Repeat, exactly and in order, the lines of the material below from the line with "indicate the white window" to the line with "column 222, row 103", including both of those lines.

# ENTRIES SUPPLIED:
====================
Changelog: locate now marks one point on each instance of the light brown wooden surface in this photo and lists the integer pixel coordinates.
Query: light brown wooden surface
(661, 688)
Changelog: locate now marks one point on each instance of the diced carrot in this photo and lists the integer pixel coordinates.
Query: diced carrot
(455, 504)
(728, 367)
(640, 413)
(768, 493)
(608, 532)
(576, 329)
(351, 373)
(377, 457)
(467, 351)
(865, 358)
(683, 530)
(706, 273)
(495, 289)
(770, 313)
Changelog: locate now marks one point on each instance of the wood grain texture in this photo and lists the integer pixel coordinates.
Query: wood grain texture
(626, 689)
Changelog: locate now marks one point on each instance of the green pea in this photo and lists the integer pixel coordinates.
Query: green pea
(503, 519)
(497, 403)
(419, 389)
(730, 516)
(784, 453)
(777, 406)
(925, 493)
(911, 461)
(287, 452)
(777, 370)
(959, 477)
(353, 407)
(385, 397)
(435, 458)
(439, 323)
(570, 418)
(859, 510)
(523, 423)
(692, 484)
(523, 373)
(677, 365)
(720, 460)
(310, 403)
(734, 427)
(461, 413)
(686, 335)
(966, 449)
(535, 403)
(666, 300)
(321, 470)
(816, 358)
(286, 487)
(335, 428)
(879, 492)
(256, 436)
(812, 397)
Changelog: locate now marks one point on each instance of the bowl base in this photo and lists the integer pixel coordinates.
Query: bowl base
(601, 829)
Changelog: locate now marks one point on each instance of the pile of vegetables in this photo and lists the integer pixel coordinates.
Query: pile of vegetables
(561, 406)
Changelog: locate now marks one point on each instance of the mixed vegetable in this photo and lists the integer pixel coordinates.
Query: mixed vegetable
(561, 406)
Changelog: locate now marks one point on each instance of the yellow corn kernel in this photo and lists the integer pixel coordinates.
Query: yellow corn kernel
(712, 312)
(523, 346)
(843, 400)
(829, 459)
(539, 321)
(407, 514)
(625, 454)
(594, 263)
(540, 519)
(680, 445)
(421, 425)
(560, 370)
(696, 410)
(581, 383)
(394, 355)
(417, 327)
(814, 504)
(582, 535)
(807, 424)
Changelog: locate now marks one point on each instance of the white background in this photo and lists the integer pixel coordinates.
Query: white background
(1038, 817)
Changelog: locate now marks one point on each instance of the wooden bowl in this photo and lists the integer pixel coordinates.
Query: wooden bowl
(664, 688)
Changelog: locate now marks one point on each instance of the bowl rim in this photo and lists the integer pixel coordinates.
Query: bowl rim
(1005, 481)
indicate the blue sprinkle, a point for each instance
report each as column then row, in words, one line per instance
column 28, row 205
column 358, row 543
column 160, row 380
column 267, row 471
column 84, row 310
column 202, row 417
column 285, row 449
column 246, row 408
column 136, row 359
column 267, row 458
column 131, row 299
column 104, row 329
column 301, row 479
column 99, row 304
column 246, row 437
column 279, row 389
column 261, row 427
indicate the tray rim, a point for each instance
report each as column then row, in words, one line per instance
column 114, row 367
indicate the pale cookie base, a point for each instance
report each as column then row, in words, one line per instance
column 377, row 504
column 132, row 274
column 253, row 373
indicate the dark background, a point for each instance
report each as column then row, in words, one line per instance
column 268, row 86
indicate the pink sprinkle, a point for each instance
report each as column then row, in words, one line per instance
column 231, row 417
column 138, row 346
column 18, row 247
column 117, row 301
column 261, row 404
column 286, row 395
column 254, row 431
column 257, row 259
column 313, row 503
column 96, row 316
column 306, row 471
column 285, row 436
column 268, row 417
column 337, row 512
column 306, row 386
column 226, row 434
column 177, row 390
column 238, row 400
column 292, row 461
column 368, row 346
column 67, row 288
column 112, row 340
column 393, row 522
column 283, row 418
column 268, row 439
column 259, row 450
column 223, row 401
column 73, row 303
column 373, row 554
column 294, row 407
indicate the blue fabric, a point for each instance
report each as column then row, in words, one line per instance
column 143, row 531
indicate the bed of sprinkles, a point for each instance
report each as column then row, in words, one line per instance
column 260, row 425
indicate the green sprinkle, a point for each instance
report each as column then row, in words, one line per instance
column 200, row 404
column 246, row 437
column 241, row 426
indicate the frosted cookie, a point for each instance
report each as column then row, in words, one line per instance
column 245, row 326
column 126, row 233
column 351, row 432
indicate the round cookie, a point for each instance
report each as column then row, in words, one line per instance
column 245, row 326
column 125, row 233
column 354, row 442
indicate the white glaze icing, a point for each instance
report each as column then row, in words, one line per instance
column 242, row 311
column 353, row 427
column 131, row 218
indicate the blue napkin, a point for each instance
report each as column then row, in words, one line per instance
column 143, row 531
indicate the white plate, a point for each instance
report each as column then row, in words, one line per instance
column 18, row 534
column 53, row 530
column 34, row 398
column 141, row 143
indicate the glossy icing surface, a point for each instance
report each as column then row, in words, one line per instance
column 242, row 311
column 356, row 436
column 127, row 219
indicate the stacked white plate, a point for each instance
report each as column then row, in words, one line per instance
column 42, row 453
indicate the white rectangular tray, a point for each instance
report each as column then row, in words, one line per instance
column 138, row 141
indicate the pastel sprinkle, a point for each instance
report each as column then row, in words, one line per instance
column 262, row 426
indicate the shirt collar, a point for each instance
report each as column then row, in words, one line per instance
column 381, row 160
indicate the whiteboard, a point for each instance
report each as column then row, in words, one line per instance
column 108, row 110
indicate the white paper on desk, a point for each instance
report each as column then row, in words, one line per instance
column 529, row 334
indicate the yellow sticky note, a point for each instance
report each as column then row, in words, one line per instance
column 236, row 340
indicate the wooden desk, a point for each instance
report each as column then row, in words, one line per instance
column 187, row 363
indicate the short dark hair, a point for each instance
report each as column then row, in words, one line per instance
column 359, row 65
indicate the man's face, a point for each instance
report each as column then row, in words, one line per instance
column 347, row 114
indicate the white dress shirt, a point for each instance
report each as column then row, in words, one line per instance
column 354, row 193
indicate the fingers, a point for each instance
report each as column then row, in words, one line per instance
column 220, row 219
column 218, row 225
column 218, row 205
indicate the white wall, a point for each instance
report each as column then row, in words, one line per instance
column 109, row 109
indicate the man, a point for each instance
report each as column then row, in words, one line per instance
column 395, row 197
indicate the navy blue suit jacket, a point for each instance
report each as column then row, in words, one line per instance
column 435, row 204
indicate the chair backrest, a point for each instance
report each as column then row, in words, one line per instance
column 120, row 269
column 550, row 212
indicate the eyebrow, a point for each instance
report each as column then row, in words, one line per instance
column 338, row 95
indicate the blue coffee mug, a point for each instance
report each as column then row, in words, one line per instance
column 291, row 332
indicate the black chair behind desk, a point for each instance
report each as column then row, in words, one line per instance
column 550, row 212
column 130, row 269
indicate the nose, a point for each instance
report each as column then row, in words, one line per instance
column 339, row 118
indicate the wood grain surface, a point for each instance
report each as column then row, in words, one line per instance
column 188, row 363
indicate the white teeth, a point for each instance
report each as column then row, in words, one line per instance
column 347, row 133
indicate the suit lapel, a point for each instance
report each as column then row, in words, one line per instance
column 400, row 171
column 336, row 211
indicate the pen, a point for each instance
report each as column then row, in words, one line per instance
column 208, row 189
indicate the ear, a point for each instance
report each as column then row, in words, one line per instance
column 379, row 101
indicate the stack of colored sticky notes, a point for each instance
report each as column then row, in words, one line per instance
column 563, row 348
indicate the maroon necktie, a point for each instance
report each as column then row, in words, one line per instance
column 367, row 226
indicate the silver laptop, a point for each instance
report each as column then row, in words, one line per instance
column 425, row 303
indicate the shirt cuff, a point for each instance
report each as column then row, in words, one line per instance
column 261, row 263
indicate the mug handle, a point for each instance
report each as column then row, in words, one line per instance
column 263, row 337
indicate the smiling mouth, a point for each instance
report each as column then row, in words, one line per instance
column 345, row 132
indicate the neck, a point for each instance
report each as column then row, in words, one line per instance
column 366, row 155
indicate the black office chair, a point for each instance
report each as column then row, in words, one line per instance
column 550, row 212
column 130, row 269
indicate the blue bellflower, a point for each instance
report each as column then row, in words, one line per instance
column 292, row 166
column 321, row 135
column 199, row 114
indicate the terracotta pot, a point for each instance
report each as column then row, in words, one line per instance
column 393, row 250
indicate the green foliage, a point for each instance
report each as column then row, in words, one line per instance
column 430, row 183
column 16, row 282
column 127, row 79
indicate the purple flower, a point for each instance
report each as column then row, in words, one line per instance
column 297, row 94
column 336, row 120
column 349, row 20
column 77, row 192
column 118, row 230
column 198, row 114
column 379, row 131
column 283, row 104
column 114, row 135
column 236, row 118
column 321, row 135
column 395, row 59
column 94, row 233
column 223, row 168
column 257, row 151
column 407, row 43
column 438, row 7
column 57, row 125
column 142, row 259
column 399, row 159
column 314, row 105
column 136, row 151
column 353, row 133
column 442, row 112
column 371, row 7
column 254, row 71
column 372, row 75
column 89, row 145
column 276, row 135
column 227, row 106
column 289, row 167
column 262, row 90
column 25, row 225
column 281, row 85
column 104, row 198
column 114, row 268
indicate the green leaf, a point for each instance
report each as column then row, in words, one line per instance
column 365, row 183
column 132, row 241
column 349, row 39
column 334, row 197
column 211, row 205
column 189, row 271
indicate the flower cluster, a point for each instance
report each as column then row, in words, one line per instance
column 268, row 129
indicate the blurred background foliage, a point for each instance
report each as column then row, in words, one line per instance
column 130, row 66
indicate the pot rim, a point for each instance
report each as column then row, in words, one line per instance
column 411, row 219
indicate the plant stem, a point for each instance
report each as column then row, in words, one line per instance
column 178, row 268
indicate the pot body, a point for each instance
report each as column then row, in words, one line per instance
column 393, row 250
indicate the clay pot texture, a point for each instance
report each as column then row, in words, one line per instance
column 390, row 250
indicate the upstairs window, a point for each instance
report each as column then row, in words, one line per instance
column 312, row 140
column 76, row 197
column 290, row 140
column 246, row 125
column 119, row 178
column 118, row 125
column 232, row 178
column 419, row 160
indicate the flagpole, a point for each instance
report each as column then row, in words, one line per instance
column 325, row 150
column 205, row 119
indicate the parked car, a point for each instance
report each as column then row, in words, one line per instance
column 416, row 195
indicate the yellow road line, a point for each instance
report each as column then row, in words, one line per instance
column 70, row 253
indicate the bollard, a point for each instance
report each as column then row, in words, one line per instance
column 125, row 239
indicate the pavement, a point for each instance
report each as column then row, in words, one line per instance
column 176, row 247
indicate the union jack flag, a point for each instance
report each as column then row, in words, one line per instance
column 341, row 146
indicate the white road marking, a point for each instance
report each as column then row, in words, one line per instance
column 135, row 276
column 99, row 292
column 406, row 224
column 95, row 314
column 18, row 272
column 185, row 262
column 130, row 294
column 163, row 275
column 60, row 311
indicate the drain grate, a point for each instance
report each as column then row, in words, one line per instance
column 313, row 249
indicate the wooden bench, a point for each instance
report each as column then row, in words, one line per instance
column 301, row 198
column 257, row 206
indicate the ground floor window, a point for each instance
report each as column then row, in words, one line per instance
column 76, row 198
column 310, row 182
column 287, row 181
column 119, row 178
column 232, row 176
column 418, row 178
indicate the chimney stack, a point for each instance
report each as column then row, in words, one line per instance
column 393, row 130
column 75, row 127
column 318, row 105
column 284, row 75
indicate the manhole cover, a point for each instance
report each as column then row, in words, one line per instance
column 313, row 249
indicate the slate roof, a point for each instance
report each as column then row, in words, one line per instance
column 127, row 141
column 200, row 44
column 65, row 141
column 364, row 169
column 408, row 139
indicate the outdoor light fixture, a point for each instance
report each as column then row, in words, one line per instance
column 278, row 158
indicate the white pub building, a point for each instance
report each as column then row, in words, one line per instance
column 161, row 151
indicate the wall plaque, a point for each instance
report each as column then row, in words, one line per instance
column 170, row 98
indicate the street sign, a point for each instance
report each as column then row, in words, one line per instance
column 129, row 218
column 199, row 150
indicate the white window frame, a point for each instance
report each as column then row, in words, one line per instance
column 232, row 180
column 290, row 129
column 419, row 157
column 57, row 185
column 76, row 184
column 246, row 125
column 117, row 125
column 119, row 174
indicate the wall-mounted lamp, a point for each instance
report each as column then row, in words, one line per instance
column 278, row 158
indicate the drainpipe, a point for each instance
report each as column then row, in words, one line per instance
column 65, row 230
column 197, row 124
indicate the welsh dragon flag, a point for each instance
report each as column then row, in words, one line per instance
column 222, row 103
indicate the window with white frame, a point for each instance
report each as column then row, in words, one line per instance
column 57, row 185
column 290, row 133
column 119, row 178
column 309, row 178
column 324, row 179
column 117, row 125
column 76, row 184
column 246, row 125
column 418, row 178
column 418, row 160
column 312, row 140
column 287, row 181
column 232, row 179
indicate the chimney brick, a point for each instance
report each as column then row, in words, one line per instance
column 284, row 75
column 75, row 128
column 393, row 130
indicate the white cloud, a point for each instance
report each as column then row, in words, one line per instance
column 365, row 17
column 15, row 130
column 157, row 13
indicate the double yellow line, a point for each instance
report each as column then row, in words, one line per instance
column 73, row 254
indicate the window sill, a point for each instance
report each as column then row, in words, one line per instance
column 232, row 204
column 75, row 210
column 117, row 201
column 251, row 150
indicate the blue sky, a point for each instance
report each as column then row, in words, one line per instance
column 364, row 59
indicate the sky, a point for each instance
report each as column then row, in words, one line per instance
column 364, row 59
====================
# EXERCISE RESPONSE:
indicate the white window frame, a point for each instance
report each as column then row, in words, one line per instance
column 232, row 180
column 290, row 129
column 419, row 157
column 57, row 185
column 76, row 184
column 246, row 125
column 117, row 125
column 119, row 174
indicate the wall-mounted lamp, a point for each instance
report each as column then row, in words, one line per instance
column 278, row 158
indicate the drainpipe, a point for each instance
report each as column then row, in words, one line per instance
column 65, row 230
column 197, row 124
indicate the welsh dragon flag, a point for each instance
report each as column then row, in words, one line per instance
column 222, row 103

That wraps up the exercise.